**Tasks to complete:**
1: Rewrite the part of the news story about Mafia messages on a TV show from "BY Rachel Helyer-Donaldson" up to and including "Rai 2 show.", putting "Saturday evening" in place of "Sunday afternoon".
2: Carry on the news story about jailed Mafia bosses getting messages through a TV football show, picking up after its last sentence.

**Text segment:**
━━━━━━━━━━━━━━━━━━━━━━━━━━━━━━

Jailed Mafia bosses sent messages via TV show

Simona Ventura

Football presenter Simona Ventura says Mafia’s covert texts were ‘ingenious’

BY Rachel Helyer-Donaldson LAST UPDATED AT 14:11 ON Mon 23 Aug 2010

The Italian TV presenter Simona Ventura has insisted that she and her producers were unaware that the Mafia were using their top-rated football show, Quelli Che il Calcio, to send secret messages to jailed mob bosses.
 
It has emerged that imprisoned mobsters were able to keep up with their crime empires in the outside world by watching the Sunday afternoon Rai 2 show.
 
Every week mobile phone texts are sent into the show and then scrolled across the bottom of the screen. What Ventura and her producers didn't know was that, in amongst the innocent comments from football fans, were covert messages from mafiosi for some 600 Mafia bosses being held in isolation in maximum security jails across Italy.
 
According to prosecutor Vincenzo Macri, SMS messages about murders of rival clan members or informers were sent into the show, coded as "happy events in the family".

━━━━━━━━━━━━━━━━━━━━━━━━━━━━━━

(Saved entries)
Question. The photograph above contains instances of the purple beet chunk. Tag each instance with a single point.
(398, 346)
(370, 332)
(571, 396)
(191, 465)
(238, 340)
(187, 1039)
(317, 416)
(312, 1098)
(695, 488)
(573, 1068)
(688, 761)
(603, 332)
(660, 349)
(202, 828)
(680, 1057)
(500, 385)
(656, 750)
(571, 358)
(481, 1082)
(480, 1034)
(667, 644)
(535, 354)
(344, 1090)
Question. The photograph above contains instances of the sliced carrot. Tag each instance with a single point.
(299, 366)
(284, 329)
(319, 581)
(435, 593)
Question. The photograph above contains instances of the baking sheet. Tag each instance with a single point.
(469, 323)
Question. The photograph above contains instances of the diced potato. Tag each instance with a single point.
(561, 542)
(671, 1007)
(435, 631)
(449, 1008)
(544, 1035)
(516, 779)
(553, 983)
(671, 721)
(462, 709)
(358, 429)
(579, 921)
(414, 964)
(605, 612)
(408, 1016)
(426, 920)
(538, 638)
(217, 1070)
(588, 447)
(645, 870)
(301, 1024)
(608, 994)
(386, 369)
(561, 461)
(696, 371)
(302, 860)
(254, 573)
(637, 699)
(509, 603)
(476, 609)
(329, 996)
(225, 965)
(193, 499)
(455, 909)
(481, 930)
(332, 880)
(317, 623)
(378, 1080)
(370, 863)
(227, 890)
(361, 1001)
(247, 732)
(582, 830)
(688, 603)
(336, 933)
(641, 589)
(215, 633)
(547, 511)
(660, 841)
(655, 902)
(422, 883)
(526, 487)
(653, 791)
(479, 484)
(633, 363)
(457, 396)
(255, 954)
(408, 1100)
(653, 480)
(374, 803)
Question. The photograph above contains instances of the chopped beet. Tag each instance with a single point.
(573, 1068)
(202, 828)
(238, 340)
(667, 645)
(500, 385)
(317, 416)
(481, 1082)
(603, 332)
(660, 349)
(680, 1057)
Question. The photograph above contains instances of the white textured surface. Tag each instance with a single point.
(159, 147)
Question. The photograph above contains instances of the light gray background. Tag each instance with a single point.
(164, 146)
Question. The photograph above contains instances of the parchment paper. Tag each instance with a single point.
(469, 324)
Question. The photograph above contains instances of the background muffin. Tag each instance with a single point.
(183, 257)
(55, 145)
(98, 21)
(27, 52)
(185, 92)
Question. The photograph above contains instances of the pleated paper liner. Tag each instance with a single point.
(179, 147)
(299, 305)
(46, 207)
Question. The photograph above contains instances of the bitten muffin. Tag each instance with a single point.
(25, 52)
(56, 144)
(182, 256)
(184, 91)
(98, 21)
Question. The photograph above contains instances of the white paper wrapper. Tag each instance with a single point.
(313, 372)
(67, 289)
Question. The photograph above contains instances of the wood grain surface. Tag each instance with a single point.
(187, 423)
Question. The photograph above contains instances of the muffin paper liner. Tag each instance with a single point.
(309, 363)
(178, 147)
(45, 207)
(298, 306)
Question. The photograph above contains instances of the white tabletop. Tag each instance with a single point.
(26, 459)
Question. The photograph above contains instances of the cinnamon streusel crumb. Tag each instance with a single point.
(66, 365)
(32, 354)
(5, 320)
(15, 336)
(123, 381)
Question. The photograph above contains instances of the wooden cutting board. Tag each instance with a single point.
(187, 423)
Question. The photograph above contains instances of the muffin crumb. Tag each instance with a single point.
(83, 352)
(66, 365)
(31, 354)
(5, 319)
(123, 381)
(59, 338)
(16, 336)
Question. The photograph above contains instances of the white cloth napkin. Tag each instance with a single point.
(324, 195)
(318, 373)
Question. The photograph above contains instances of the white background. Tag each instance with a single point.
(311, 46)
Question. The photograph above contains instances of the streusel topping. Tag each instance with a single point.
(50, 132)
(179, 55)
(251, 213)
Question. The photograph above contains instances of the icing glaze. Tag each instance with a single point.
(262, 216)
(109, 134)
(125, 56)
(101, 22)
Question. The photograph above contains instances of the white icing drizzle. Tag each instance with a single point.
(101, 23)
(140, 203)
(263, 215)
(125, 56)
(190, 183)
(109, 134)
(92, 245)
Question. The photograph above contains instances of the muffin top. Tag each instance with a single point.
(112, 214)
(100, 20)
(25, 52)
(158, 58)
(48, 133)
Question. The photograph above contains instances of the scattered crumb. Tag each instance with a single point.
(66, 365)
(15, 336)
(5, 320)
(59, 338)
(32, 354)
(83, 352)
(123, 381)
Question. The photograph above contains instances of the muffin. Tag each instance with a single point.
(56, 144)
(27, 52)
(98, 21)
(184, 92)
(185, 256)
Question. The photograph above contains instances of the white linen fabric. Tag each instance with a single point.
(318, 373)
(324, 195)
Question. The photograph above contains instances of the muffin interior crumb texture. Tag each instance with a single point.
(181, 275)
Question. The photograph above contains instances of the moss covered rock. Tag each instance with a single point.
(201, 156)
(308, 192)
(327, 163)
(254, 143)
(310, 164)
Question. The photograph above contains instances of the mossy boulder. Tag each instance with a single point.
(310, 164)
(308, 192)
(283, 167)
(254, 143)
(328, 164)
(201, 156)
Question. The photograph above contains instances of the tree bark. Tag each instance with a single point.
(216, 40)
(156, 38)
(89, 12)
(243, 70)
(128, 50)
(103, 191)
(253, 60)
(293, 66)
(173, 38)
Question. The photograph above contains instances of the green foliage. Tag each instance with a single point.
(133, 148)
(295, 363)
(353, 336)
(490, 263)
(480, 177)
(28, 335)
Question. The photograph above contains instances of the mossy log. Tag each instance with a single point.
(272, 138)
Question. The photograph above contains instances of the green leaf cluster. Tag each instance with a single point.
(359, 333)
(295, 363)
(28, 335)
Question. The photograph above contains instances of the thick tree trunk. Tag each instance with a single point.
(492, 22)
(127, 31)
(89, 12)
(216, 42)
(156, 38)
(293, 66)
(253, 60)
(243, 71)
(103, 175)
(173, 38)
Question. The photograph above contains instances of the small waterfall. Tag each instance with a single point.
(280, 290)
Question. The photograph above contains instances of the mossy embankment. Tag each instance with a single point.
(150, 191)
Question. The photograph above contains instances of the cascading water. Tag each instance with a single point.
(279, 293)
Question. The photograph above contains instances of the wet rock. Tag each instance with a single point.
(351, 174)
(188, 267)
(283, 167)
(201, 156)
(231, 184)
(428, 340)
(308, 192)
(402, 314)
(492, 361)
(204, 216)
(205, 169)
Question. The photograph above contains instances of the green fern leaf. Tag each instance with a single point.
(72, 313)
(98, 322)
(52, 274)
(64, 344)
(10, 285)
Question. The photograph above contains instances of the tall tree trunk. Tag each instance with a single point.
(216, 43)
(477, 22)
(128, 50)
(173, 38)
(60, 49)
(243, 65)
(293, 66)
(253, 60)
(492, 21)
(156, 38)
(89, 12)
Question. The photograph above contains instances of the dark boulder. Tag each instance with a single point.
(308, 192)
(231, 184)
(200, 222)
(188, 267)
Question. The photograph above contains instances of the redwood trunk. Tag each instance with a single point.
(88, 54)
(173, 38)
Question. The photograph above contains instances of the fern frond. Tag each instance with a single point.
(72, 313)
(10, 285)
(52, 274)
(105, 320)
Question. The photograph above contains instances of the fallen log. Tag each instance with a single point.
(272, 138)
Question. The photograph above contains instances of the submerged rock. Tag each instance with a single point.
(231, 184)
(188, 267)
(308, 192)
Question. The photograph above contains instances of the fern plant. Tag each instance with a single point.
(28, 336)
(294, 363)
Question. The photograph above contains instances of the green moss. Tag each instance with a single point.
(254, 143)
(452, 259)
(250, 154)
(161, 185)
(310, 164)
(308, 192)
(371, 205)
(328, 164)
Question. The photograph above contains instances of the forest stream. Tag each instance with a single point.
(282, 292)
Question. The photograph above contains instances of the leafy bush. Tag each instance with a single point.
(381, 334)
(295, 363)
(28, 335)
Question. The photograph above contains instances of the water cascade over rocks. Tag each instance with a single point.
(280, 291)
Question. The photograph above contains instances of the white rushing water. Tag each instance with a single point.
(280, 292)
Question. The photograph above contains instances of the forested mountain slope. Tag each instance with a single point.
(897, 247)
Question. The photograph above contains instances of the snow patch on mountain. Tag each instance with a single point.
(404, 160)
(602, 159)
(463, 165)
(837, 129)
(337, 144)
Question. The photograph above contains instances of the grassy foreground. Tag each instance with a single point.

━━━━━━━━━━━━━━━━━━━━━━━━━━━━━━

**Answers to the exercises:**
1:
BY Rachel Helyer-Donaldson LAST UPDATED AT 14:11 ON Mon 23 Aug 2010

The Italian TV presenter Simona Ventura has insisted that she and her producers were unaware that the Mafia were using their top-rated football show, Quelli Che il Calcio, to send secret messages to jailed mob bosses.
 
It has emerged that imprisoned mobsters were able to keep up with their crime empires in the outside world by watching the Saturday evening Rai 2 show.

2:
 
Macri said: "The texts appear to be from one football fan to another, messages of friendship. Take the message 'Ciao Franco, the journey went well'. This refers to the safe arrival of a drugs shipment."
 
Another simple message, ‘Paolo, all is in order’, meant that a task given to a gang member had been carried out, the prosecutor added.
 
The scheme came to light after a letter telling a jailed mobster to tune into Quelli Che il Calcio - which roughly translates as ‘the Football Crowd’ - was intercepted by a prison warden.
 
Ventura (pictured), the former showgirl who has presented the programme since 2001, said that Quelli Che il Calcio would stop running texts on its screen ticker when it returns in mid-September. She told La Repubblica: "It strikes me as pretty ingenious. We opened up a line of communication with our viewers in order to give them direct contact with the show.”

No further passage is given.